What you need to do |
Take the listing below and output it again exactly.
====
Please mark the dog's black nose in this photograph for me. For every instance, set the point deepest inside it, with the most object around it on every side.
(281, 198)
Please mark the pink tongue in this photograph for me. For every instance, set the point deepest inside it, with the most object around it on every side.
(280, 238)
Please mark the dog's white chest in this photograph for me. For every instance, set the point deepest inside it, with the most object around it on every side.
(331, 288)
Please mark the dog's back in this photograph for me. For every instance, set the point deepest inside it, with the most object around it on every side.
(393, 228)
====
Response area |
Please mark the dog's black nose in this photograph for me. For every instance, set the point deepest inside it, with the most object around it on every side.
(281, 198)
Please mark the pink tongue in this photograph for me. For every instance, set the point deepest inside it, with the most object around it on every side.
(280, 238)
Please mark the dog's white chest in this photograph for me. For every instance, set the point deepest inside it, with the most object around it on every side.
(331, 288)
Please mark the dog's back in this photograph for me. For every instance, set the point deepest inside it, with the most object around it on every side.
(393, 228)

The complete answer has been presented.